Jun 26, 2015 02:16PM ● By Bev Carlson
This article appears in June 2015 edition of Her Family.

Perhaps there is no age that can appreciate the joys of summer more than the teens. Swimsuit weather, no homework, driving privileges…finally. Even those older teenagers with jobs have time and freedom unlike during the school year. It is a glorious time in which lifelong memories are made.

But getting there safely takes a little planning and, perhaps, good ideas and a little encouragement from mom or dad.

Left to their own devices, it would be easy for many teens to quickly fall into negative patterns once the last bell sounds on the school year. While there’s certainly a place for sleeping in, lazy days, and video game marathons, no one, including your teen, is going to feel good about a summer in which nothing else is accomplished. Or, as they might say the week before school starts, “I feel like I wasted my whole vacation.”

Or, even worse, they have too much freedom, leading to trouble or tragedy.

In the Omaha area, there are many options for teens to get involved. If you haven’t already talked with your student about creating a plan for how they will spend their break, you still can.

Many of the big-three choices are already determined by this time: summer employment, summer school, or other school-related activities like athletics or band camp. It may not be too late for your teen to still find a job, but the longer they wait, the harder it may be for them to find something they like that will be flexible enough for their other summer activities.

If a job is not an option, there are other ways to encourage your teen to stay somewhat productive and busy. Look for volunteer opportunities. Even if they are not ongoing, having established projects will keep kids active and learning. Check with your place of worship, your school—even your own workplace might provide opportunities for teens to volunteer.

Teen driving fatalities start going up in June and peak in August.

Local nonprofits have their own rules about their volunteer workforce. Special rules apply when working directly with clients, but in Omaha especially, non-profit organizations hold events nearly every weekend and can always use willing workers to help. Fundraising events like golf tournaments, 5K runs, or auctions generally rely on volunteer power to be successful. Projects like these are terrific ways for older teens to strengthen their resumes for college or future employment.

Just setting a minimum standard or goal for the summer is a step forward for many kids. For example, one goal might be that your child will be responsible for getting dinner on the table twice each week, plus keeping the yard mowed and trimmed—whatever makes sense in your home. The idea is that your teen is not left with endless and empty days to fill with no direction or support.

Parents should also be aware that summer—not winter—is by far the most dangerous time for teen drivers. Teen driving fatalities start going up in June and peak in August. You may want to have a conversation that revisits basic safe driving rules about having additional teens in the vehicle, drinking and driving, texting and driving, and frankly, unnecessary driving.

Above all, cherish the time you still have with your children at home. Enjoy the adults they are becoming, and do what you can to help them get there—happily and safely.
|---|
:: The problem ::
Copy the passage of the article on teen summers that runs between "But getting there" and "you still can.", inclusive.

:: Point labeling records ::
|---|
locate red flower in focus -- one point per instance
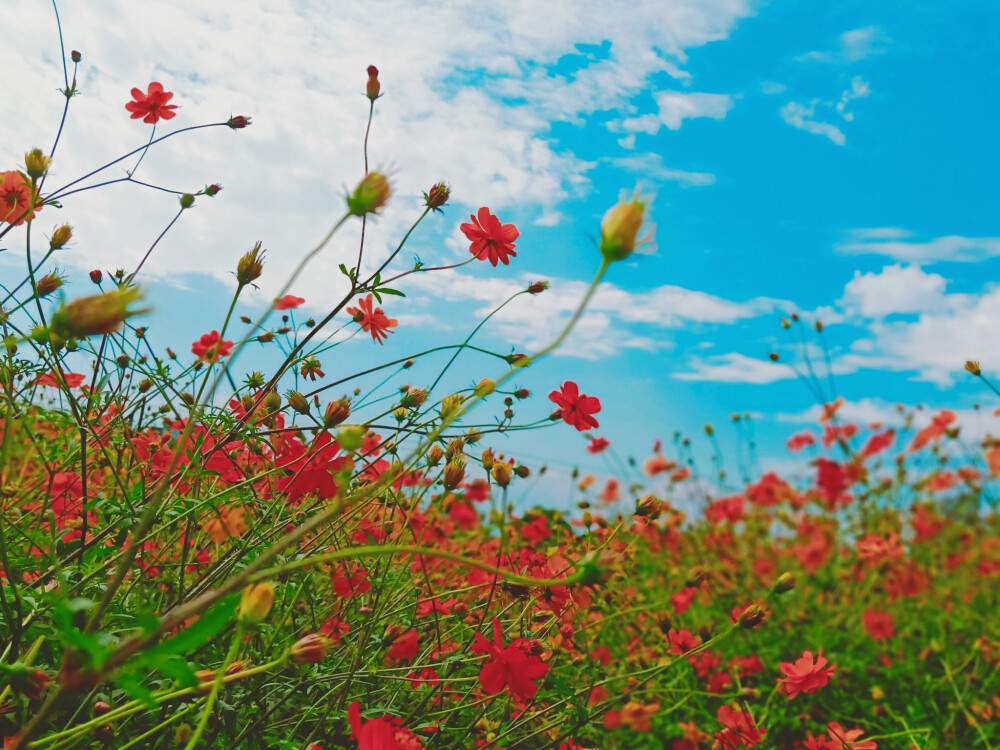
(804, 675)
(598, 445)
(404, 647)
(288, 302)
(152, 106)
(878, 625)
(383, 733)
(510, 666)
(490, 239)
(575, 408)
(372, 320)
(739, 729)
(15, 198)
(210, 347)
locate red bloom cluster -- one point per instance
(510, 667)
(152, 106)
(807, 674)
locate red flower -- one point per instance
(739, 729)
(15, 198)
(383, 733)
(404, 647)
(210, 347)
(847, 739)
(575, 408)
(372, 320)
(152, 106)
(598, 445)
(490, 239)
(510, 666)
(939, 423)
(288, 302)
(878, 625)
(804, 675)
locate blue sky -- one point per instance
(835, 160)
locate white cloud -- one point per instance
(894, 289)
(650, 166)
(674, 108)
(903, 245)
(802, 116)
(449, 77)
(612, 321)
(735, 368)
(851, 46)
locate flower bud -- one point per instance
(250, 266)
(373, 87)
(60, 237)
(309, 649)
(97, 315)
(336, 412)
(437, 196)
(784, 584)
(454, 473)
(48, 284)
(537, 287)
(620, 228)
(298, 402)
(350, 437)
(370, 195)
(36, 163)
(501, 474)
(256, 602)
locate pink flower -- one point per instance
(804, 675)
(575, 408)
(151, 106)
(288, 302)
(490, 239)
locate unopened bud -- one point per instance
(97, 315)
(437, 196)
(250, 266)
(36, 163)
(370, 195)
(298, 402)
(501, 474)
(256, 602)
(373, 87)
(454, 473)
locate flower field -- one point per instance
(194, 554)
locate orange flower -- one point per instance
(16, 198)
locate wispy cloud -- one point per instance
(851, 46)
(905, 245)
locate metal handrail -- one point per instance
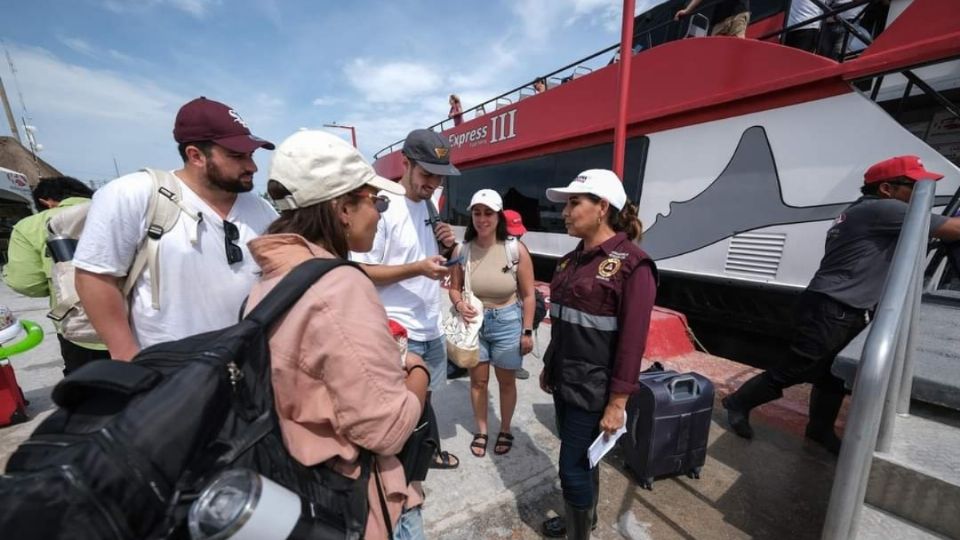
(879, 364)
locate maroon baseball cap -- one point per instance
(899, 167)
(514, 223)
(207, 120)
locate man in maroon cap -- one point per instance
(837, 303)
(200, 270)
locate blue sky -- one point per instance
(103, 79)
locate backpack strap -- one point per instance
(291, 288)
(512, 246)
(163, 211)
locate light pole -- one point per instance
(353, 131)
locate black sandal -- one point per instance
(504, 440)
(445, 460)
(477, 437)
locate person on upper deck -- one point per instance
(602, 296)
(456, 110)
(806, 37)
(730, 17)
(837, 303)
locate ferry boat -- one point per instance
(740, 152)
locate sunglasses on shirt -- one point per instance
(230, 236)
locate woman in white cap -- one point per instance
(601, 297)
(508, 304)
(338, 384)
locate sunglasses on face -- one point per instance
(380, 202)
(230, 236)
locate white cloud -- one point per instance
(392, 81)
(98, 115)
(326, 101)
(196, 8)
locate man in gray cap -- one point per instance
(408, 255)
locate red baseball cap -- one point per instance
(514, 223)
(899, 167)
(207, 120)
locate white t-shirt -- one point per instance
(403, 237)
(801, 10)
(199, 291)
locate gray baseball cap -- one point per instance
(429, 150)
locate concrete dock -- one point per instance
(775, 486)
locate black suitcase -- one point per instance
(668, 423)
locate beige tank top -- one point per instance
(494, 287)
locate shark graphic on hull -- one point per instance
(744, 197)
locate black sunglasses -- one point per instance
(380, 202)
(230, 236)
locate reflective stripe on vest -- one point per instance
(603, 323)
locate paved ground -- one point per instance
(775, 486)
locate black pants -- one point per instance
(75, 356)
(823, 327)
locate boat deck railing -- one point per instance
(697, 26)
(885, 374)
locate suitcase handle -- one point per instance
(682, 381)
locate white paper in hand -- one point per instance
(604, 443)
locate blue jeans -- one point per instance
(578, 429)
(410, 526)
(434, 354)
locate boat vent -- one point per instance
(755, 254)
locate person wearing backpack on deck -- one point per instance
(203, 267)
(29, 265)
(506, 333)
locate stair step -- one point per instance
(876, 524)
(936, 372)
(919, 479)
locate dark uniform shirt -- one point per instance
(859, 250)
(600, 306)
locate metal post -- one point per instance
(887, 420)
(9, 111)
(873, 376)
(626, 58)
(906, 381)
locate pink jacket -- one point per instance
(337, 375)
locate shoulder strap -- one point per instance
(291, 288)
(512, 245)
(163, 212)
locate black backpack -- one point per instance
(132, 442)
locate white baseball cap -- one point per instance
(488, 198)
(317, 166)
(600, 182)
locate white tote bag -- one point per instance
(463, 338)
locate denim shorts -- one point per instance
(434, 354)
(500, 337)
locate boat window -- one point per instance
(523, 183)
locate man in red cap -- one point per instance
(199, 270)
(837, 303)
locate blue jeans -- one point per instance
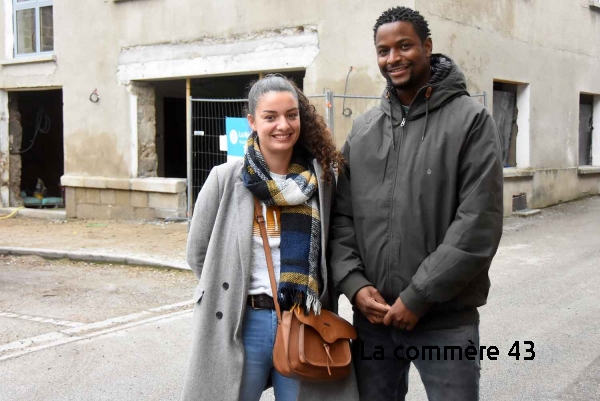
|---|
:: Output for this exercise ::
But getting there safely takes a little planning and, perhaps, good ideas and a little encouragement from mom or dad.

Left to their own devices, it would be easy for many teens to quickly fall into negative patterns once the last bell sounds on the school year. While there’s certainly a place for sleeping in, lazy days, and video game marathons, no one, including your teen, is going to feel good about a summer in which nothing else is accomplished. Or, as they might say the week before school starts, “I feel like I wasted my whole vacation.”

Or, even worse, they have too much freedom, leading to trouble or tragedy.

In the Omaha area, there are many options for teens to get involved. If you haven’t already talked with your student about creating a plan for how they will spend their break, you still can.